Assignment :: Copy the entries exactly, leaving out nothing.

Material supplied ::
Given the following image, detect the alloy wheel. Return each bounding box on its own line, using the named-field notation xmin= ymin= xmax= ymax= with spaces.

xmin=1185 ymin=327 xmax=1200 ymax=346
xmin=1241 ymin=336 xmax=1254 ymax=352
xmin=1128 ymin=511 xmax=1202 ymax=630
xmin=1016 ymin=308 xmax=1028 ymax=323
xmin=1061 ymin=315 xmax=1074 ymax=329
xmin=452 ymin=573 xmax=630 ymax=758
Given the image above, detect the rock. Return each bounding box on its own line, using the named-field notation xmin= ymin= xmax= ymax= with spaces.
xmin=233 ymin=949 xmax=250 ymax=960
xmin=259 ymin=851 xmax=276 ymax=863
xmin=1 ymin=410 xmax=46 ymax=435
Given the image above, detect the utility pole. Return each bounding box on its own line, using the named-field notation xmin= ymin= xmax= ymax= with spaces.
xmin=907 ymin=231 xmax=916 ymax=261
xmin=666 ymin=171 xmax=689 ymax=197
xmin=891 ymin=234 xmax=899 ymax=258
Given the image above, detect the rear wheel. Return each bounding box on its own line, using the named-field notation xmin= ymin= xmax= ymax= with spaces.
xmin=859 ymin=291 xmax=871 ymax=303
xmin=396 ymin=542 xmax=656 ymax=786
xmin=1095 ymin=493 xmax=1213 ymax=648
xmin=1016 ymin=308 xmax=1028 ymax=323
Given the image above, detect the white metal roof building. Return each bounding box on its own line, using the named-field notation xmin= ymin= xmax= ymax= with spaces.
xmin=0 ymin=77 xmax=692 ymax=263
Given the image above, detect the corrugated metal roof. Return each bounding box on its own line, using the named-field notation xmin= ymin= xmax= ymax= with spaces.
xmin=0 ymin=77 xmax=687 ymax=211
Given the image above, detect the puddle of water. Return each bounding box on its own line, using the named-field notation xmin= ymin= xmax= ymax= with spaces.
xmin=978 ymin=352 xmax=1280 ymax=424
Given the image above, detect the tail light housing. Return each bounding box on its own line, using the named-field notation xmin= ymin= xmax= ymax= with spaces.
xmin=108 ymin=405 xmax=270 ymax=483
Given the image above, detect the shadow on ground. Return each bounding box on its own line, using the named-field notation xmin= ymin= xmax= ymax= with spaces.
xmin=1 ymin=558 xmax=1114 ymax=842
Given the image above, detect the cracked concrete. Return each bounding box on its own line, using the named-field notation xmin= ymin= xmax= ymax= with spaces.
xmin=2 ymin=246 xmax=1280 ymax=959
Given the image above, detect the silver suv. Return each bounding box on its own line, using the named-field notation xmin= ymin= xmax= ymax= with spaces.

Response area ::
Given the following image, detect the alloy wheel. Return each bounding box on its own line, using the named-field notation xmin= ymin= xmax= ymax= with spaces.

xmin=1185 ymin=327 xmax=1200 ymax=346
xmin=1241 ymin=336 xmax=1254 ymax=352
xmin=1128 ymin=511 xmax=1202 ymax=630
xmin=1016 ymin=308 xmax=1028 ymax=323
xmin=1061 ymin=315 xmax=1074 ymax=329
xmin=452 ymin=573 xmax=630 ymax=758
Given the image above, detect the rock. Return each bounding box on its own line, using the named-field notation xmin= ymin= xmax= ymax= with spaces.
xmin=233 ymin=949 xmax=250 ymax=960
xmin=259 ymin=851 xmax=276 ymax=863
xmin=1 ymin=410 xmax=46 ymax=435
Given the image above, detect the utility pole. Return each bounding box on its own line, using the named-field notation xmin= ymin= xmax= ymax= with spaces.
xmin=907 ymin=231 xmax=916 ymax=261
xmin=666 ymin=171 xmax=689 ymax=197
xmin=891 ymin=234 xmax=899 ymax=258
Given the image above, detect the rear wheel. Return each bounding box on its own line, using the named-field notation xmin= ymin= xmax= ymax= with spaces.
xmin=859 ymin=291 xmax=871 ymax=303
xmin=396 ymin=542 xmax=656 ymax=786
xmin=1095 ymin=493 xmax=1213 ymax=648
xmin=1016 ymin=308 xmax=1028 ymax=323
Given the image above, detect the white metal roof building. Return each bounding box on its own line, using the named-field notation xmin= ymin= xmax= ymax= with spaces.
xmin=0 ymin=77 xmax=692 ymax=263
Given the image above, detect the corrugated metal roof. Return each bounding box on its own line, using the named-field notation xmin= ymin= xmax= ymax= with spaces.
xmin=0 ymin=77 xmax=687 ymax=211
Given the image above, detect the puddle of water. Return each bounding box on its own line, using the named-field notation xmin= ymin= xmax= ymax= with spaces.
xmin=978 ymin=352 xmax=1280 ymax=424
Given the image above, detect the tail light housing. Return each bounding box on its own line, using the named-field notation xmin= ymin= xmax= ymax= with spaces.
xmin=108 ymin=405 xmax=270 ymax=483
Given the image above, detect the shadow on ground. Return each bounding box on its own line, using the named-field notation xmin= ymin= xmax= ymax= with spaces.
xmin=1 ymin=558 xmax=1114 ymax=842
Given the image above, detect the cracked concrete. Return each bounding box on its own line, using the named-field notation xmin= ymin= xmax= ymax= with spaces.
xmin=2 ymin=246 xmax=1280 ymax=959
Given the image above, detect the silver suv. Return each bounding box on its own line, using the named-field notation xmin= ymin= xmax= ymax= with spaces.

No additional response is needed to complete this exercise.